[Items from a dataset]
=======

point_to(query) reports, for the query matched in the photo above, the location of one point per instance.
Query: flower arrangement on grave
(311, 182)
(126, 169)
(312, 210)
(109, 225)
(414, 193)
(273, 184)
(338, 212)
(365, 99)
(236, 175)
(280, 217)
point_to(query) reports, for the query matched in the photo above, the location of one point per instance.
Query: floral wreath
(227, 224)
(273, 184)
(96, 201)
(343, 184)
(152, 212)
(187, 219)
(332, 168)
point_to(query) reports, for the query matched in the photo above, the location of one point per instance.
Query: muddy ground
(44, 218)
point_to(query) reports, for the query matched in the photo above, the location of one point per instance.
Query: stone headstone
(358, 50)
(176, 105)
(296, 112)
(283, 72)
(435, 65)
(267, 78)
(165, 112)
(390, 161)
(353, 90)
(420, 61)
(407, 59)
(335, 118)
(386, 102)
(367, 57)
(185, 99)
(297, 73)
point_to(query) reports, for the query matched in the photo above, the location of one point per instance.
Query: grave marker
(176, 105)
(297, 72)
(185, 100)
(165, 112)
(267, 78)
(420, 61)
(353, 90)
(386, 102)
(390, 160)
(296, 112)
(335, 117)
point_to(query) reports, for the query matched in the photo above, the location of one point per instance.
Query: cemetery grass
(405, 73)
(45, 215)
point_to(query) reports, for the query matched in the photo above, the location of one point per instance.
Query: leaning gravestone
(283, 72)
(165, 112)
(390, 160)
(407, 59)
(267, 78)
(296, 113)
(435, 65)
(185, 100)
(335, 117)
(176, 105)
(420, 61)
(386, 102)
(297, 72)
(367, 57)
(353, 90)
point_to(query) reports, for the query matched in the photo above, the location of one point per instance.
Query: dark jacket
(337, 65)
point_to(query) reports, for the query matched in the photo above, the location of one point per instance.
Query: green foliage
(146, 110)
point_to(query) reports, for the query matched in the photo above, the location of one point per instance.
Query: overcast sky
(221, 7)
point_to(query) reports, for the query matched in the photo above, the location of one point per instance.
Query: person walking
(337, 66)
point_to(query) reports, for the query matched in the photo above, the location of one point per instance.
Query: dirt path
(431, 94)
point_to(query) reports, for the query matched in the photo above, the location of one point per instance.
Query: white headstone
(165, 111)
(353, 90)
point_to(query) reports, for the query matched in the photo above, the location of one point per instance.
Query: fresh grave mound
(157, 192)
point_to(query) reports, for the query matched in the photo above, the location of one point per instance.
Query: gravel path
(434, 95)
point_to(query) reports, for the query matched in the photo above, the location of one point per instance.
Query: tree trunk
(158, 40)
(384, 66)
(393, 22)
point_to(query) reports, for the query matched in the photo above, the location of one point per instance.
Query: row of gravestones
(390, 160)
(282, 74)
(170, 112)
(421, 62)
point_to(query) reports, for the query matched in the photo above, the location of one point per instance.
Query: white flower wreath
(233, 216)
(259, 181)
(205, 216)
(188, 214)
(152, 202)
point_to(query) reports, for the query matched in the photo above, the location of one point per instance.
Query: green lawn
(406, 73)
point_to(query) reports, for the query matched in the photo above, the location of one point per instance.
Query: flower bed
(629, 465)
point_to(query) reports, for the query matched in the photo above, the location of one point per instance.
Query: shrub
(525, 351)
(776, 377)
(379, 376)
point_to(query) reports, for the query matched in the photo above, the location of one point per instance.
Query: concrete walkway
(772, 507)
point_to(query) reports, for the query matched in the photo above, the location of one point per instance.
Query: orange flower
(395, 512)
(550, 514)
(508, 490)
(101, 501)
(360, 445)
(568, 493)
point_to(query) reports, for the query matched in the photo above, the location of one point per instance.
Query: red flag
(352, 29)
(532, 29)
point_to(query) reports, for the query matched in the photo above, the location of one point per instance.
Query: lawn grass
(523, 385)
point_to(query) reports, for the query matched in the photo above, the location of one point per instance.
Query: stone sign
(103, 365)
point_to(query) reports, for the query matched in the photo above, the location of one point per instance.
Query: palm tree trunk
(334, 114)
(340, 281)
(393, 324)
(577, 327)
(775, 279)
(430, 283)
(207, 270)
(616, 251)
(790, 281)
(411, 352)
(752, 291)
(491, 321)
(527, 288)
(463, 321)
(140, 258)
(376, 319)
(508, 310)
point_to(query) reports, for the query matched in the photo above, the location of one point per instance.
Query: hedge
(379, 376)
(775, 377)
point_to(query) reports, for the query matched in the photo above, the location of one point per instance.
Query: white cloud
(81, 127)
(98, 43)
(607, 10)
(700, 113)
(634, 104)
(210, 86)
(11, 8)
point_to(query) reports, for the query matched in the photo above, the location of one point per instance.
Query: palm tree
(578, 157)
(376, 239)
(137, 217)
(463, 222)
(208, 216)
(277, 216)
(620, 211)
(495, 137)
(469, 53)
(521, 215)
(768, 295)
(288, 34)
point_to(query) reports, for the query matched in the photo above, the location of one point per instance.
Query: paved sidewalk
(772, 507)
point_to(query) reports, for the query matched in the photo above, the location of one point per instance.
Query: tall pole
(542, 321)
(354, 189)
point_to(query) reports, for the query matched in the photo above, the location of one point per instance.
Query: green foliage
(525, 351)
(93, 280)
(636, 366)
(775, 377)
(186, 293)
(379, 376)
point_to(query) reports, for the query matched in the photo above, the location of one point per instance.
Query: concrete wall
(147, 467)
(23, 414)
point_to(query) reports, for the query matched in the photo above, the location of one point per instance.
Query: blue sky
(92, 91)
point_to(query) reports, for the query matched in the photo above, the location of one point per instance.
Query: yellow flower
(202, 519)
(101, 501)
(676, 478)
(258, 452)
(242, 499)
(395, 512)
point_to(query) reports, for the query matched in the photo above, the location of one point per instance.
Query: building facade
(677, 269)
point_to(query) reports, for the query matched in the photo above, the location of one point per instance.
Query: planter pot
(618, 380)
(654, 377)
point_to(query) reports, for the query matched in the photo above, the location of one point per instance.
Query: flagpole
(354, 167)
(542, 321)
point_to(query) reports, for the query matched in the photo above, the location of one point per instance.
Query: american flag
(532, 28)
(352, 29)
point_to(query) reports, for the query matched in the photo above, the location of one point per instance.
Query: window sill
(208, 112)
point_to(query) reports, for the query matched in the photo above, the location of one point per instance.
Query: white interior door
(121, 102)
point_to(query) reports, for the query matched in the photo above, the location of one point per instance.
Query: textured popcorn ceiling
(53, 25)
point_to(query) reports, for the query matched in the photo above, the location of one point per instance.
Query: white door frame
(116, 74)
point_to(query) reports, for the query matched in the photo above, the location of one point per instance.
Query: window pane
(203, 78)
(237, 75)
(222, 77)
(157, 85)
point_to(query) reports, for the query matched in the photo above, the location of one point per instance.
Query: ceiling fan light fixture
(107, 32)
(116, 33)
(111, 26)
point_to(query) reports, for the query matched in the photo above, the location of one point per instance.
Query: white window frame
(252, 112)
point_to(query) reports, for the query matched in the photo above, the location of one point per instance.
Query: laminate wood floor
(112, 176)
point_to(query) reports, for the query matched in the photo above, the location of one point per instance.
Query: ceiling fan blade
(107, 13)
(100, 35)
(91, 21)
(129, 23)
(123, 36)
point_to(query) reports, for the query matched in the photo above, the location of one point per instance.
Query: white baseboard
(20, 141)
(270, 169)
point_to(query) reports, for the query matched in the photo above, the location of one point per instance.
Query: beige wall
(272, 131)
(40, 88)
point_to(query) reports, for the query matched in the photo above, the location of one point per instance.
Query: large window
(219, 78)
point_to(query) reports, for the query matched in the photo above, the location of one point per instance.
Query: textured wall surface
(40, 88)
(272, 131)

=======

Given instruction: Please quote every record above exactly as it appears.

Reply:
point_to(query) reports, for the query matched in the photo above, the location of one point per instance.
Query: flower arrangement on grave
(311, 182)
(126, 169)
(312, 210)
(109, 225)
(414, 193)
(273, 184)
(338, 212)
(365, 99)
(236, 175)
(280, 217)
point_to(query) reports, for the query matched in the photo above, the location of one point per instance.
Query: floral wreath
(227, 224)
(273, 184)
(96, 201)
(343, 184)
(152, 212)
(187, 219)
(332, 168)
point_to(query) reports, for the query matched in the photo above, the location of one point per instance.
Query: muddy ground
(44, 218)
point_to(query) reports, for the query matched in the photo above, the location of one point per instance.
Query: stone headstone
(358, 50)
(176, 105)
(296, 112)
(283, 72)
(435, 65)
(267, 78)
(165, 112)
(390, 161)
(353, 90)
(420, 61)
(407, 59)
(335, 118)
(386, 102)
(367, 57)
(185, 99)
(297, 73)
point_to(query) reports, for the query matched in the photo above, the location of one point per instance.
Query: grave marker
(176, 105)
(297, 72)
(185, 100)
(165, 112)
(267, 78)
(420, 61)
(353, 90)
(386, 102)
(390, 160)
(296, 112)
(335, 117)
point_to(query) reports, for the query matched in the photo above, the location of one point per instance.
Query: cemetery grass
(405, 73)
(45, 215)
point_to(query) reports, for the query matched in the photo above, the location of one point per instance.
Query: leaning gravestone
(283, 72)
(165, 112)
(390, 160)
(407, 59)
(267, 78)
(296, 113)
(435, 65)
(185, 100)
(335, 117)
(176, 105)
(420, 61)
(386, 102)
(297, 72)
(367, 57)
(353, 90)
point_to(query) reports, for the query matched in the photo above, the location of one point per instance.
Query: dark jacket
(337, 65)
point_to(query) reports, for the query matched in the photo above, the location of one point per instance.
Query: green foliage
(146, 110)
point_to(query) reports, for the query matched in the photo above, the location of one point per instance.
Query: overcast sky
(221, 7)
point_to(query) reports, for the query matched in the photo above, the location of one point per instance.
Query: person walking
(337, 66)
point_to(query) reports, for the query matched in the photo above, the location of one point per instance.
Query: dirt path
(431, 94)
point_to(query) reports, for the query matched in the photo above, the location of one point per instance.
Query: white headstone
(165, 111)
(353, 90)
point_to(query) reports, for the query matched in the photo above, the location of one point per instance.
Query: fresh grave mound
(157, 192)
point_to(query) reports, for the query matched in the photo above, the location of one point per instance.
Query: gravel path
(434, 95)
point_to(query) reports, for the query matched in the photo above, the location of one point per instance.
Query: tree trunk
(158, 40)
(384, 66)
(393, 22)
point_to(query) reports, for the query matched in the photo above, the location of one point per instance.
Query: row of gravestones
(390, 160)
(282, 74)
(170, 112)
(421, 62)
point_to(query) reports, for the query matched in the photo above, the location of one point per instance.
Query: white flower wreath
(233, 216)
(259, 181)
(205, 216)
(188, 214)
(152, 202)
point_to(query) reports, for the query matched in the photo above, the location of one point per instance.
Query: green lawn
(406, 73)
point_to(query) reports, for the query matched in the photo above, the location of one point per instance.
Query: flower bed
(629, 465)
point_to(query) reports, for the query matched in the photo above, the location of one point per instance.
Query: shrub
(525, 351)
(776, 377)
(379, 376)
point_to(query) reports, for the query matched in the photo above, the location of one point per instance.
Query: concrete walkway
(772, 507)
point_to(query) reports, for the query matched in the photo above, the location of one point per instance.
Query: orange flower
(395, 512)
(550, 514)
(508, 490)
(101, 501)
(360, 445)
(568, 493)
point_to(query) reports, for the query matched in the photo above, the location of one point per instance.
Query: red flag
(352, 29)
(532, 29)
point_to(query) reports, for the query matched in the photo above, the location of one point per instance.
Query: lawn grass
(523, 385)
point_to(query) reports, for the query matched in the photo above, the location of one point per instance.
Query: stone sign
(103, 365)
point_to(query) reports, for the query matched in the photo above, the location of one point per instance.
Query: palm tree trunk
(334, 114)
(340, 281)
(393, 324)
(577, 327)
(775, 279)
(430, 283)
(207, 270)
(616, 251)
(790, 281)
(411, 352)
(752, 291)
(491, 321)
(527, 288)
(463, 321)
(140, 258)
(376, 319)
(508, 310)
point_to(query) reports, for the query matched in the photo above, the location of one point per instance.
Query: hedge
(379, 376)
(775, 377)
point_to(query) reports, for the query matched in the photo above, the location of one point per instance.
Query: white cloud
(81, 127)
(98, 43)
(607, 10)
(700, 113)
(634, 104)
(210, 86)
(11, 8)
point_to(query) reports, for the query matched in the photo above, the location of one point per instance.
Query: palm tree
(578, 157)
(376, 239)
(137, 217)
(463, 222)
(208, 216)
(277, 216)
(620, 211)
(495, 137)
(469, 53)
(521, 215)
(768, 295)
(288, 34)
point_to(query) reports, for the query matched in the photo above, the location of one point per instance.
Query: paved sidewalk
(772, 507)
point_to(query) reports, for the query matched in the photo above, the location of one point per instance.
Query: tall pole
(542, 321)
(354, 189)
point_to(query) reports, for the query matched in the photo above, the location of one point per instance.
Query: green foliage
(525, 351)
(93, 280)
(636, 366)
(775, 377)
(186, 293)
(379, 376)
point_to(query) reports, for the query matched in the photo above, the location of one point per instance.
Query: concrete wall
(147, 467)
(23, 414)
point_to(query) reports, for the query matched in the photo above, the location of one point per instance.
Query: blue sky
(92, 91)
point_to(query) reports, for the query matched in the photo above, the location of one point per instance.
Query: yellow flower
(202, 519)
(101, 501)
(676, 478)
(258, 452)
(242, 499)
(395, 512)
point_to(query) reports, for the query matched in the photo above, the location of one point per instance.
Query: building facade
(677, 269)
point_to(query) reports, for the query matched in the photo above, the location of one point per instance.
Query: planter pot
(618, 380)
(654, 377)
point_to(query) reports, for the query matched in the photo above, the location of one point per instance.
Query: flagpole
(354, 167)
(542, 321)
point_to(query) reports, for the query matched in the photo above, the location of one point per instance.
Query: american flag
(532, 28)
(352, 29)
point_to(query) reports, for the query matched in the photo above, the location of one point per instance.
Query: window sill
(208, 112)
point_to(query) reports, for the query matched in the photo above, the location of one point per instance.
Query: white interior door
(121, 102)
point_to(query) reports, for the query matched in the photo above, the location of one point per instance.
Query: textured popcorn ceiling
(53, 25)
point_to(query) reports, for the query matched in the photo above, the location of one point per instance.
Query: white door frame
(116, 74)
point_to(query) reports, for the query matched in the photo above, the location of one point per instance.
Query: window pane
(203, 78)
(237, 75)
(222, 77)
(157, 85)
point_to(query) reports, for the query matched in the photo above, the location of one point per instance.
Query: ceiling fan light fixture
(107, 32)
(116, 33)
(111, 26)
point_to(query) reports, for the query matched in the photo above, the location of one point per instance.
Query: white window frame
(252, 112)
point_to(query) reports, for the query matched in the photo above, the location of one point per instance.
Query: laminate wood floor
(112, 176)
point_to(query) reports, for the query matched in the photo above, the location of one point per instance.
Query: ceiling fan blade
(107, 13)
(100, 35)
(91, 21)
(129, 23)
(123, 36)
point_to(query) reports, for the query matched in the photo above, the location of one point per instance.
Query: white baseboard
(20, 141)
(270, 169)
point_to(query) reports, for the query matched in the photo above, the location of one point per instance.
Query: beige wall
(272, 131)
(40, 88)
point_to(query) reports, for the query matched in the photo above, the location of one point per instance.
Query: large window
(219, 78)
point_to(query) reports, for the query matched in the photo above, the location of one point per instance.
Query: textured wall surface
(40, 88)
(272, 131)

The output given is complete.